# NLP Pipelines

This package is designed to generalize the fit/predict to entire end to end pipelines for text. It can be used as individual methods or as a pipeline object to manage execution of training and/or testing. See README.md for an overview of which methods are in here.

## This Demo Set

This set of demos walks through:

* **Basic Usage Demos** Using abstract/toy datasets to show how to use this library.
  * **Usage of the library as individual methods**: Using each of the methods manually to get results.
  * **Usage of the pipeline constructor**: A reimplementaiton of the examples above using the pipeline object.
  * **Saving and loading trained pipelines**: Quick guidance on how to separate training and running/prediction.
* **Practical Demos**: With real data and justifying decisions on pipeline design.
  * **Practical Demo: Clustering**: A real end-to-end example on clustering, where "clustering" is picking some set of groups without explicit mapping to classes.
  * **Practical Demo: Classification**: A real end-to-end example on classification, where "classificaiton" is picking which of a set of classes best apply to a document.
  * **Practical Demo: Extractive Labeling**: A real end-to-end example on extractive labeling, where "extractive labeling" is picking which words or phrases in a document "seem important", like automatic keyword extraction.

## DIRECTION 1
Write out the part of the NLP Pipelines overview starting at "## This Demo" and ending at "on pipeline design.".

## RECORDS SHOWN
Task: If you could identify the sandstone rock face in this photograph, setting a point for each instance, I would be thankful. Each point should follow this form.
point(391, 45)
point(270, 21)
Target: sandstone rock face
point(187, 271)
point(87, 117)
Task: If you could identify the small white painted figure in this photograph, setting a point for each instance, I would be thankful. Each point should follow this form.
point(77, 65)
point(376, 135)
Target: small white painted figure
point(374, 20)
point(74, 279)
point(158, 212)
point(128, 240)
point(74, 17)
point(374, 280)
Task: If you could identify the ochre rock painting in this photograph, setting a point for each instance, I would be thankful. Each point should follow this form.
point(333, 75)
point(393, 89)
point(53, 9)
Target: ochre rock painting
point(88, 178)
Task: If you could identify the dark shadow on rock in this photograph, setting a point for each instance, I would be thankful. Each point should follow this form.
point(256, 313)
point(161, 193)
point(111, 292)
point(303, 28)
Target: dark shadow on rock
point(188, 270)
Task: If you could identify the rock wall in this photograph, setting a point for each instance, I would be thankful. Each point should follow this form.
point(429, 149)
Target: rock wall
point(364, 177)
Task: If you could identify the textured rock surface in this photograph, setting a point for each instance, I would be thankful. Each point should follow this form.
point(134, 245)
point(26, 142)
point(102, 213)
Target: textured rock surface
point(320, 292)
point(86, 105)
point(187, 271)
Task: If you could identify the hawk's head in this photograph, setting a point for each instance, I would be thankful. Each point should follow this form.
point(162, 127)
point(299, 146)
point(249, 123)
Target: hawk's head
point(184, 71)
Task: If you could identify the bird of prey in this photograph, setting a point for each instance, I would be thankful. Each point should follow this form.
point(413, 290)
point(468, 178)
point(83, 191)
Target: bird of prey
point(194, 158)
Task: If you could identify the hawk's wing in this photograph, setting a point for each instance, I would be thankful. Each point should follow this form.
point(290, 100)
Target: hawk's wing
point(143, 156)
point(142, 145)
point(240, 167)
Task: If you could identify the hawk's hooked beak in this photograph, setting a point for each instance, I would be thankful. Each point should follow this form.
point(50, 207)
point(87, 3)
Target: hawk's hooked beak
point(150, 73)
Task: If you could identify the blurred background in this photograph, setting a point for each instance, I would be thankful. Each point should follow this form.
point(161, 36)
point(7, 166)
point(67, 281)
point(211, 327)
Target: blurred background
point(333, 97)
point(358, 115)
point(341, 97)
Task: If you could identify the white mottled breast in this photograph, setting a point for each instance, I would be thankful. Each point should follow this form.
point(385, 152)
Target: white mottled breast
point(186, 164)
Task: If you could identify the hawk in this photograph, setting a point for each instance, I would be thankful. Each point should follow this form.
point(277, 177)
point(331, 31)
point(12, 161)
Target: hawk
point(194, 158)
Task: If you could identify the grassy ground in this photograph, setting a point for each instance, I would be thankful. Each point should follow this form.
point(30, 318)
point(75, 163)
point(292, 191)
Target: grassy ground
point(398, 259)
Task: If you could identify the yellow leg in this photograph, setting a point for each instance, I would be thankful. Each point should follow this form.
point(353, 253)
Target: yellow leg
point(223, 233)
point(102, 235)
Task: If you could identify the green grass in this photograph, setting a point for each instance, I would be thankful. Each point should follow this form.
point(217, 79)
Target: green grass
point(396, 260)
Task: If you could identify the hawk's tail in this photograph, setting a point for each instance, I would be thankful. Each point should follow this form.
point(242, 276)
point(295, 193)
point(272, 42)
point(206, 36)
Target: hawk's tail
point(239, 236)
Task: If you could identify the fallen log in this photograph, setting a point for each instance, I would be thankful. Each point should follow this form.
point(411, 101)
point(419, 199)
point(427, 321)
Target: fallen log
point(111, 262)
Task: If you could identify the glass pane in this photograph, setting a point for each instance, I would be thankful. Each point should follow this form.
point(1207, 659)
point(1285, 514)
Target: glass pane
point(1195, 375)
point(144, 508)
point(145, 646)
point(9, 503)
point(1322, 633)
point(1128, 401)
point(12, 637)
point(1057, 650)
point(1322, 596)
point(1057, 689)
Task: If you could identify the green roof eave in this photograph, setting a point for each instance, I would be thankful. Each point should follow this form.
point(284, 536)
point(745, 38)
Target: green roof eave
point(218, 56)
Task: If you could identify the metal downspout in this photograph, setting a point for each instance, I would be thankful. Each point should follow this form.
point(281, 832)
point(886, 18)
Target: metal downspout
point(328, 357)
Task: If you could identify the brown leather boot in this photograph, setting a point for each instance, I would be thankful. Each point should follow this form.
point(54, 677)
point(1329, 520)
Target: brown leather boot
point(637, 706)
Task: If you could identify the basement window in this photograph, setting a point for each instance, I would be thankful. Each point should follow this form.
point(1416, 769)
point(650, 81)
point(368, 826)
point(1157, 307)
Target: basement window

## DIRECTION 2
Give again the records starting at the line that contains "Task: If you could identify the green roof" and ending at the last line of the records, including both ends.

## TASK RESULT 1
## This Demo Set

This set of demos walks through:

* **Basic Usage Demos** Using abstract/toy datasets to show how to use this library.
  * **Usage of the library as individual methods**: Using each of the methods manually to get results.
  * **Usage of the pipeline constructor**: A reimplementaiton of the examples above using the pipeline object.
  * **Saving and loading trained pipelines**: Quick guidance on how to separate training and running/prediction.
* **Practical Demos**: With real data and justifying decisions on pipeline design.

## TASK RESULT 2
Task: If you could identify the green roof eave in this photograph, setting a point for each instance, I would be thankful. Each point should follow this form.
point(284, 536)
point(745, 38)
Target: green roof eave
point(218, 56)
Task: If you could identify the metal downspout in this photograph, setting a point for each instance, I would be thankful. Each point should follow this form.
point(281, 832)
point(886, 18)
Target: metal downspout
point(328, 357)
Task: If you could identify the brown leather boot in this photograph, setting a point for each instance, I would be thankful. Each point should follow this form.
point(54, 677)
point(1329, 520)
Target: brown leather boot
point(637, 706)
Task: If you could identify the basement window in this photograph, setting a point for each instance, I would be thankful. Each point should follow this form.
point(1416, 769)
point(650, 81)
point(368, 826)
point(1157, 307)
Target: basement window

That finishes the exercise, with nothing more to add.